▸ Given entries:
+--

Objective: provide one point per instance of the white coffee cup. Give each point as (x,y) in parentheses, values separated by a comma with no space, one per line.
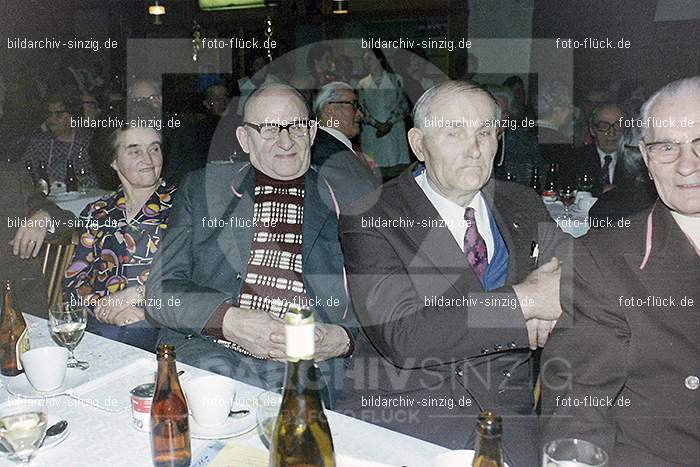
(210,398)
(45,367)
(584,204)
(583,195)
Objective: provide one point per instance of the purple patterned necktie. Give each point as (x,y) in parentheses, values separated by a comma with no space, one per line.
(474,245)
(606,169)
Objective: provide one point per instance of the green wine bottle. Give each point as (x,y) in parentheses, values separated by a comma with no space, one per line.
(301,437)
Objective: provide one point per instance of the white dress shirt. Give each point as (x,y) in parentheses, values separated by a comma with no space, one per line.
(690,226)
(453,214)
(611,168)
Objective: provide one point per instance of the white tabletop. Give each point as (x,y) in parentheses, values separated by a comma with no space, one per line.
(76,201)
(99,438)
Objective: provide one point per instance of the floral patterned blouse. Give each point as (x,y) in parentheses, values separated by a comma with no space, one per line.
(114,254)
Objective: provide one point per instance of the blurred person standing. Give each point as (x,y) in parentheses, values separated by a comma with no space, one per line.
(333,153)
(384,108)
(62,142)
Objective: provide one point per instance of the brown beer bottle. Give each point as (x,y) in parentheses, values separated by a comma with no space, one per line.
(13,332)
(71,178)
(170,430)
(488,445)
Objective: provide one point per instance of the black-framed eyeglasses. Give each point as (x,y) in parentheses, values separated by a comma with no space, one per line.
(298,129)
(355,104)
(605,127)
(56,113)
(151,98)
(666,152)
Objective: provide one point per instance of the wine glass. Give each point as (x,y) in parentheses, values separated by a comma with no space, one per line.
(22,431)
(568,197)
(267,407)
(585,183)
(68,324)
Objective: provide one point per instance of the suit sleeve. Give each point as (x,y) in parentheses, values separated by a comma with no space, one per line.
(405,329)
(176,299)
(585,362)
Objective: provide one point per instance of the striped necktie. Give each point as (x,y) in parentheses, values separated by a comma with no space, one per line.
(474,245)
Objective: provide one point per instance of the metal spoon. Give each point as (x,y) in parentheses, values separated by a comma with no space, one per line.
(238,413)
(54,430)
(57,428)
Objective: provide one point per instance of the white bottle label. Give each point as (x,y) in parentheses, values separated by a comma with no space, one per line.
(21,347)
(300,341)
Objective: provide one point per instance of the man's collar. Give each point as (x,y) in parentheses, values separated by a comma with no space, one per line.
(337,135)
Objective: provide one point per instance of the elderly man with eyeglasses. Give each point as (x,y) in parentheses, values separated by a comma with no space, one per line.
(625,376)
(600,160)
(339,160)
(248,240)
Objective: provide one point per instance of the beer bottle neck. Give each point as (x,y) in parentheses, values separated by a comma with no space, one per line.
(489,446)
(302,377)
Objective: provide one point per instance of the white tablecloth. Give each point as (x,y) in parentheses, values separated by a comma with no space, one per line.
(577,226)
(99,438)
(77,204)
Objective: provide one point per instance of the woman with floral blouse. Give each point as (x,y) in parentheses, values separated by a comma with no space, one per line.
(119,237)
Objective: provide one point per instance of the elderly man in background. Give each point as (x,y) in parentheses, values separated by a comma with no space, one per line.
(443,273)
(333,153)
(248,240)
(600,160)
(63,142)
(518,152)
(625,376)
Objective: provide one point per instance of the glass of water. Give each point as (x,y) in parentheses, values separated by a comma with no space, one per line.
(67,325)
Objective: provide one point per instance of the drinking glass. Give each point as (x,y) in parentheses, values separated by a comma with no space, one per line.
(568,197)
(68,324)
(585,183)
(22,432)
(573,453)
(267,407)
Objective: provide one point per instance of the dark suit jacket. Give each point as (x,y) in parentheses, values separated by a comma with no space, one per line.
(585,160)
(411,351)
(348,176)
(639,357)
(17,201)
(203,267)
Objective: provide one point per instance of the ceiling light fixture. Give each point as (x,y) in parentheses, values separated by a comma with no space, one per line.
(341,7)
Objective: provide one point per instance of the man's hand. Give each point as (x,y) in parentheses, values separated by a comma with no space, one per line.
(120,308)
(538,331)
(538,294)
(257,332)
(29,240)
(331,341)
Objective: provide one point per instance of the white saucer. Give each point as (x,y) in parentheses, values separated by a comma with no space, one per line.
(66,196)
(232,427)
(20,386)
(50,441)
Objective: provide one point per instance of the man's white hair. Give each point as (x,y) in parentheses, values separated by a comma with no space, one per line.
(421,111)
(328,93)
(672,89)
(270,88)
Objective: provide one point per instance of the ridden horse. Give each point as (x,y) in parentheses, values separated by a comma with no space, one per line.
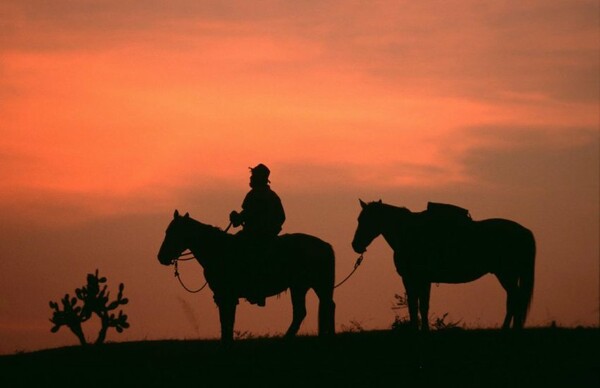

+--

▸ Task details:
Everything in the entries above, apart from the images, should be printed exactly.

▸ Exercise response:
Objective: provide one point per instance of the white coffee cup. Give each point as (x,y) in parentheses, values separated by a comma with no space, one per line.
(210,398)
(45,367)
(584,204)
(583,195)
Objective: provide one point per instance of the purple patterned necktie. Give each point as (x,y) in parentheses, values separated by a comma with no space, one per line.
(474,245)
(606,169)
Objective: provide one point per instance of the green wine bottle. Give each point as (x,y) in parentheses, values separated by a comma with no space, one per line.
(301,437)
Objective: provide one point per instance of the white dress shirt. Give each point as (x,y) in parentheses, values separated by a comma with no space, one per line.
(690,226)
(453,214)
(611,168)
Objective: provide one point per instance of the white tabletop. Give each point as (x,y) in parentheses, values separated by a comma with no space, one per line.
(76,201)
(99,438)
Objective: provide one point per instance of the floral patterned blouse. Give each point as (x,y) in parentheses, values separated by a comma with no space, one per line.
(114,254)
Objective: provide one point per instance of the blurred person standing. Give each point as (x,y) in parentheses, values separated by a comma with no space, one per line.
(333,153)
(384,108)
(62,142)
Objective: provide one point per instance of the brown beer bottle. Give each point as (x,y) in parentheses, values separated by a comma with no space, one per line.
(13,332)
(71,178)
(170,430)
(488,445)
Objective: provide one point per instance of the black-framed eyeglasses. Give each point as (x,y) in parentheses, values separated by a comma with no space, one per line.
(298,129)
(355,104)
(605,127)
(56,113)
(151,98)
(666,152)
Objective: provide one point per instance of the wine glass. Give each point as (x,y) in parentheses, values separated by a comma with no space, one per line.
(22,431)
(568,197)
(267,407)
(585,183)
(68,324)
Objective: provide one point per instance of the suit sleeve. Give each point as (x,y) in parentheses, values separated by a comma with no space, one per line.
(405,329)
(176,299)
(585,362)
Objective: provide one point per instance of the striped necktie. Give each point as (x,y) in parentheses, values separated by a comma with no space, one per line.
(474,245)
Objective: provide one point per instance of the metal spoon. Give each point as (x,y) in parentheses, values separated by a comma with no space, one per line.
(238,413)
(54,430)
(57,428)
Objective: provide one point per instance of the white bottle label. Give each point as (x,y) in parentheses, values separated by a comma with no space, one per line.
(21,347)
(300,341)
Objective: provide one point per instance of the man's collar. Give each point as (x,y) in parentheses, values separated by a comma with no space, one per line.
(337,135)
Objective: provide one point per instance of the elderly man with eyeglasses. Give each point as (x,y) in parentheses, values separated by a comma with no space, one per line.
(625,376)
(600,160)
(339,160)
(248,240)
Objective: provide one point per instance of the beer bottle neck. Give each point as (x,y) in parentheses, values separated by a comma with no space, one per line.
(489,446)
(302,377)
Objective: provide one point per instance of the white tablecloth. Give each point as (x,y) in parentheses, values separated by a comma with no space, one per line.
(577,226)
(99,438)
(77,204)
Objective: provide one point per instance of the woman with floral blouse. Give each point as (x,y) in parentheses, values separated by a comma with no space, one per line.
(119,237)
Objective: provide one point per instance of the elderly man in background. Give each point as (x,y) in parentheses, values separated by a comma with no space, one per line.
(443,273)
(333,153)
(248,240)
(600,160)
(63,142)
(518,152)
(625,376)
Objective: provide one point per instance of the glass of water. Give each point as (x,y) in parentheses, values separated by a comma with no space, one per line.
(67,325)
Objective: provide one point per instance of the drinking glass. Give each point as (x,y) in parentheses, values separated by a comma with no space, one per line.
(568,197)
(68,324)
(585,183)
(22,432)
(573,453)
(267,407)
Objective: provide one point per instance of the dark suit jacket. Give each point as (x,y) in parentheses, values separated by a comma with no space, one per line.
(585,160)
(411,351)
(348,176)
(639,357)
(17,201)
(203,267)
Objective: provide one point per instance of the ceiling light fixture. Give each point as (x,y) in parentheses, values separated by a comma with no space, one per line.
(341,7)
Objective: provide one point per instance of the man's hand. Give each point as (x,y) in parentheses, values separated by a comma with no space, one per line.
(120,308)
(538,331)
(538,294)
(257,332)
(29,240)
(331,341)
Objective: provide one point per instance of the white saucer. Give each point as (x,y) in parentheses, values separated by a comma with no space, one per line.
(66,196)
(232,427)
(20,386)
(50,441)
Objective: provide one point per instance of the man's white hair. Give each point as (x,y) in parentheses, values separated by a comma with no space, one per line.
(421,111)
(328,93)
(672,89)
(270,88)
Objective: provide one point per instance of the ridden horse. Give each point as (x,y) in parentheses, values separated by a comma with no space, one per line.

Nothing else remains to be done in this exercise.